**TASK BRIEF:** Return, from the listing below, every line that includes "basket".

**EXTRACTED DATA:**

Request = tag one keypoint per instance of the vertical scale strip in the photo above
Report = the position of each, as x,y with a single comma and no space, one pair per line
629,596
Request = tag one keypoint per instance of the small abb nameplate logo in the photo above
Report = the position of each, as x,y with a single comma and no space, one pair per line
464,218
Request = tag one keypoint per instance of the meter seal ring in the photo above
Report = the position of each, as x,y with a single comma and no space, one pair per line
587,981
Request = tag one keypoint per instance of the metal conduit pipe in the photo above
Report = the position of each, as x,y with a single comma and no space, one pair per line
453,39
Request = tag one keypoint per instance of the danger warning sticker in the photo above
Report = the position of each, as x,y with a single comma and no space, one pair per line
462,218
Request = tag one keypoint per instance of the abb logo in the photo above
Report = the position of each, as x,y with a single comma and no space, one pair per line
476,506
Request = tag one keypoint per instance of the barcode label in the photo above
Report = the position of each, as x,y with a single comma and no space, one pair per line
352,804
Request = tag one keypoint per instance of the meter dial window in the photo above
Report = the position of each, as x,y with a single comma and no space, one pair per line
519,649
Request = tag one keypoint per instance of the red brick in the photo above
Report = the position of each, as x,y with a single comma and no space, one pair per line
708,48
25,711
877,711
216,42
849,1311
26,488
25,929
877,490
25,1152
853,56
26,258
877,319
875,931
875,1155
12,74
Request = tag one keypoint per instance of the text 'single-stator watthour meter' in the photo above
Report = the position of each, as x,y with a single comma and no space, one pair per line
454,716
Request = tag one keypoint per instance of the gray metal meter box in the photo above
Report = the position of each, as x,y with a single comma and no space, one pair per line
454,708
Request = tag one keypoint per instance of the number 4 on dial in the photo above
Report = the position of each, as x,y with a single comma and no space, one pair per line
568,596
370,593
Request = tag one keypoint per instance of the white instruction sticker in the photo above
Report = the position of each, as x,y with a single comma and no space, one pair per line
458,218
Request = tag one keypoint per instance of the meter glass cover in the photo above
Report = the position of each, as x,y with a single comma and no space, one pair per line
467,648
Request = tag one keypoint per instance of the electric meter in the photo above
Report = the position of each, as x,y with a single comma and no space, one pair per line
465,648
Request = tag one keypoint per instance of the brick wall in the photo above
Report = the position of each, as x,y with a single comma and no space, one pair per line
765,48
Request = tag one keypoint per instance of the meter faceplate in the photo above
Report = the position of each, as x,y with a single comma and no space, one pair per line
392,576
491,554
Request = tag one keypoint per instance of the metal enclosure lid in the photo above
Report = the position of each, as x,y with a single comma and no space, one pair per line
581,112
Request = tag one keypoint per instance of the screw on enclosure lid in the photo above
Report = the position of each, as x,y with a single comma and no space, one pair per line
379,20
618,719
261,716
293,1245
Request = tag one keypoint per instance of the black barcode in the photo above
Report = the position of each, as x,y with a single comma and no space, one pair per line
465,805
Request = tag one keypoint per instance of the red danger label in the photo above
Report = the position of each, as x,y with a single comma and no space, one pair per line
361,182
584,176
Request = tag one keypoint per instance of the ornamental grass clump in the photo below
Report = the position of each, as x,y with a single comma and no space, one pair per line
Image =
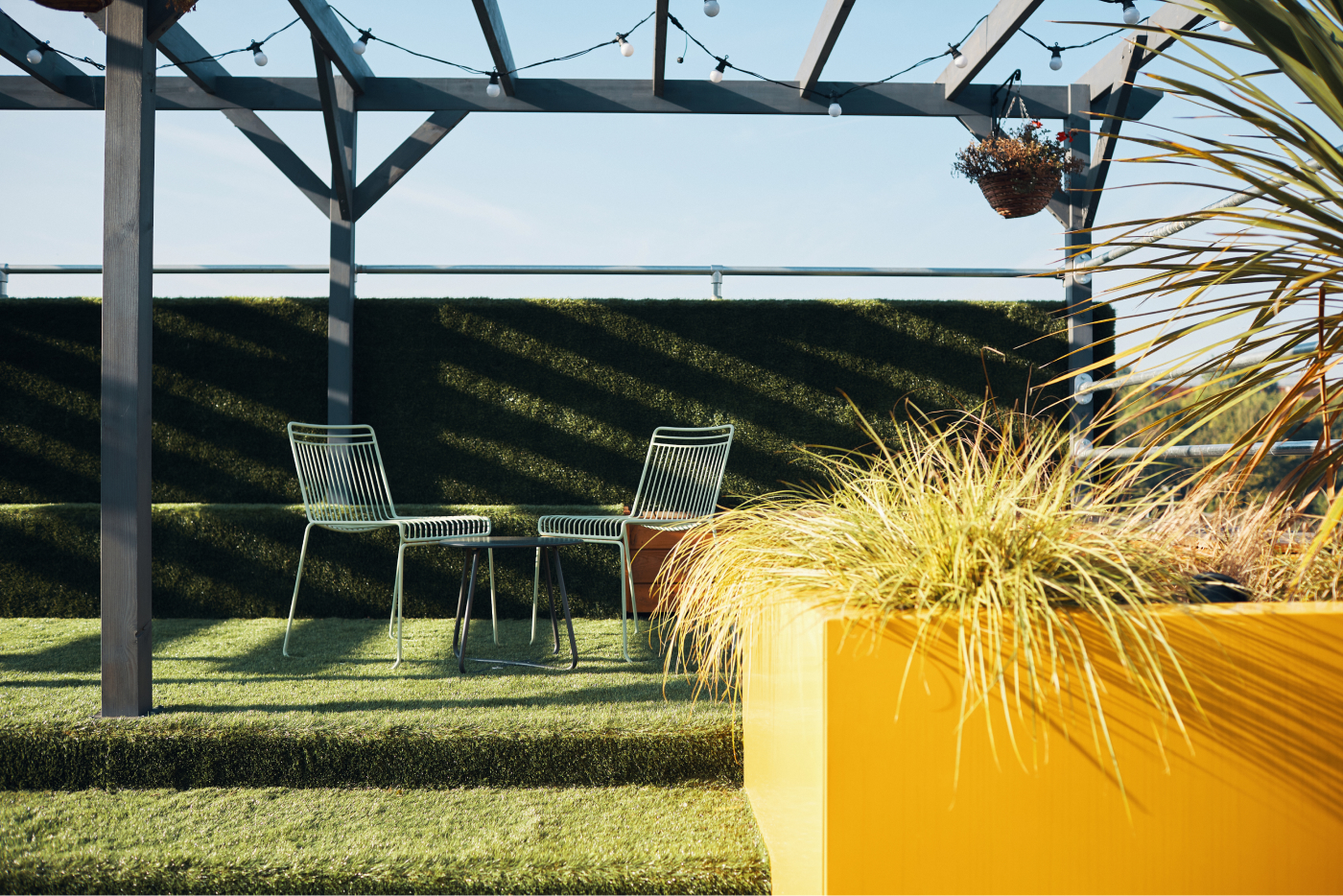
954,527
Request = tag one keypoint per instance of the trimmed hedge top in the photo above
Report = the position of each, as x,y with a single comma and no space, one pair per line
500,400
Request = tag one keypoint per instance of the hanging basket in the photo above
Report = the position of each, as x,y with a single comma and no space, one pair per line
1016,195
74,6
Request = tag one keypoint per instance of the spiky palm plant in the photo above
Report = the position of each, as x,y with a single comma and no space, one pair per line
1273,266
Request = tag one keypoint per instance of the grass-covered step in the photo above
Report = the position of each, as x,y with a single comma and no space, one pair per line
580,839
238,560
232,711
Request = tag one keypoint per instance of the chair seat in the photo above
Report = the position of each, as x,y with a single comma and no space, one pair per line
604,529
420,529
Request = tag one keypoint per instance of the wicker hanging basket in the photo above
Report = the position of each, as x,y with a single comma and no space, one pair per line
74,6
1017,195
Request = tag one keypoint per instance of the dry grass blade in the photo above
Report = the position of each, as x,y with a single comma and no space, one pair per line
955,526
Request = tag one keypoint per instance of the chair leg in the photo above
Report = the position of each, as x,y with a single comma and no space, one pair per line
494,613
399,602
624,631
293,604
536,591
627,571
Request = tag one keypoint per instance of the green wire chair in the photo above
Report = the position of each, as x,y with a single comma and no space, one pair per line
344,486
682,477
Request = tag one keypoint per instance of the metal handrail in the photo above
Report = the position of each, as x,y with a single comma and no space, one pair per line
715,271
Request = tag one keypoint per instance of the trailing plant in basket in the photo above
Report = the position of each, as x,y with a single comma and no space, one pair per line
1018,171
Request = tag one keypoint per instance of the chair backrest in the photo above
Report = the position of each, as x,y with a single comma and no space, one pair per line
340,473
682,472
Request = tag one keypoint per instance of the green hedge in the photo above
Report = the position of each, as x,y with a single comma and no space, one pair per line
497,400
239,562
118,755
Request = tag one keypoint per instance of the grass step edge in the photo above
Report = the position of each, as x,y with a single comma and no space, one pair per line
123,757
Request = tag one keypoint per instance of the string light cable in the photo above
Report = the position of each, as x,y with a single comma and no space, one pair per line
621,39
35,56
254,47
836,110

**THE COMPLETED TASK:**
Request = tag one keypoint per instance of the hanging basket in the photo above
Request = tag one keypoint per instance of the wicker hanging basket in the photo above
Request = tag one keypoint per instance of the trailing plant in basket in the photo above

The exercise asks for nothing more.